─── Supplied records

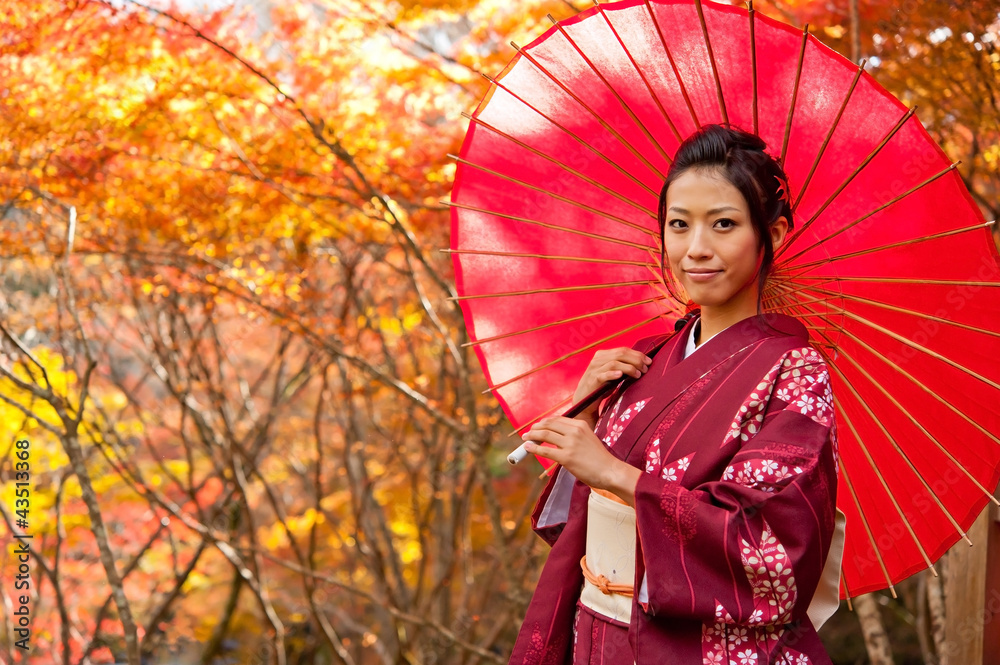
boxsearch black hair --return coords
[656,125,793,313]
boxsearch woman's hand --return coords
[521,416,642,506]
[573,346,653,429]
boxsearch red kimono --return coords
[510,315,837,665]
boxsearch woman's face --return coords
[663,168,784,316]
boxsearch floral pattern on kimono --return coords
[603,396,649,448]
[510,315,837,665]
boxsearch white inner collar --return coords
[684,319,719,358]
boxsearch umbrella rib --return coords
[837,440,896,598]
[447,279,653,301]
[780,284,1000,390]
[439,249,651,268]
[445,201,648,250]
[694,0,729,125]
[595,0,682,143]
[507,395,573,438]
[811,287,1000,337]
[788,60,865,213]
[483,314,661,395]
[775,107,917,259]
[462,91,659,198]
[778,23,809,168]
[747,0,760,135]
[643,0,701,127]
[784,162,960,265]
[548,11,673,166]
[462,295,666,347]
[840,322,1000,512]
[510,42,664,180]
[812,318,978,548]
[443,155,659,237]
[780,282,1000,460]
[789,217,990,279]
[800,316,924,597]
[763,275,837,302]
[796,275,1000,287]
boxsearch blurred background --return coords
[0,0,1000,665]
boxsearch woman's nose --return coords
[688,226,712,259]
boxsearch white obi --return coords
[580,491,846,630]
[580,491,636,623]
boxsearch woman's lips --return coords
[684,270,722,282]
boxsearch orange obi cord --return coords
[580,555,635,598]
[590,487,628,506]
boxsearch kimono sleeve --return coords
[635,348,837,626]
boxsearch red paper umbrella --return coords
[451,0,1000,597]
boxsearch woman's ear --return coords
[768,215,788,250]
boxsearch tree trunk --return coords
[925,560,950,665]
[854,593,894,665]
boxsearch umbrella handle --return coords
[507,312,697,464]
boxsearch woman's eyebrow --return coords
[669,206,739,215]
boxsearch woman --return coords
[510,125,840,665]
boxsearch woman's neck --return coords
[698,293,757,345]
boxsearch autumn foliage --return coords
[0,0,1000,665]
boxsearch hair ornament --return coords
[774,175,792,205]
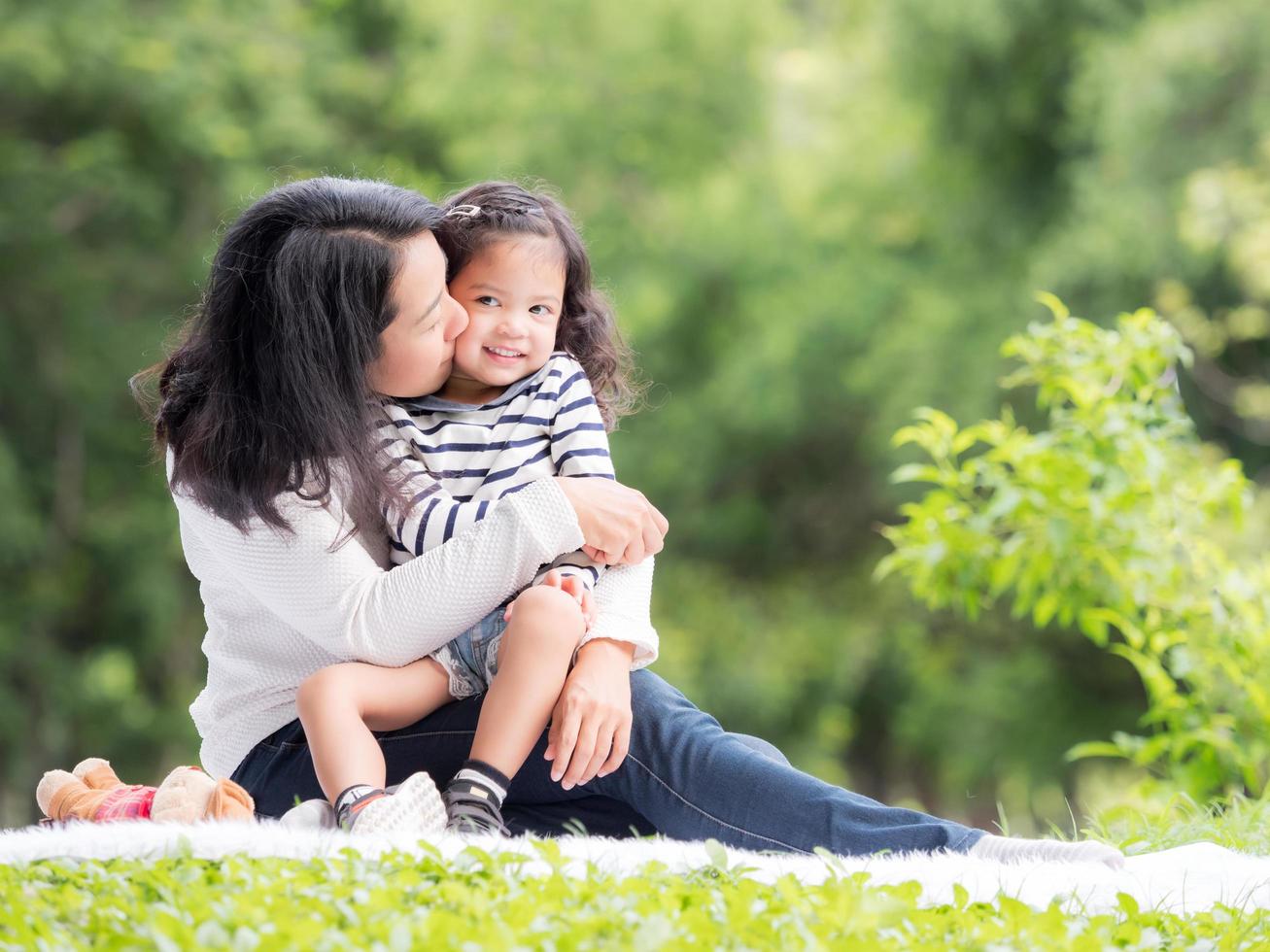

──────

#### Exercise details
Select every line in the records above that contains the word "umbrella", and copy each of those lines.

#### Response
boxsearch umbrella rib --return coords
boxsearch red paper umbrella --return coords
boxsearch umbrella handle --return coords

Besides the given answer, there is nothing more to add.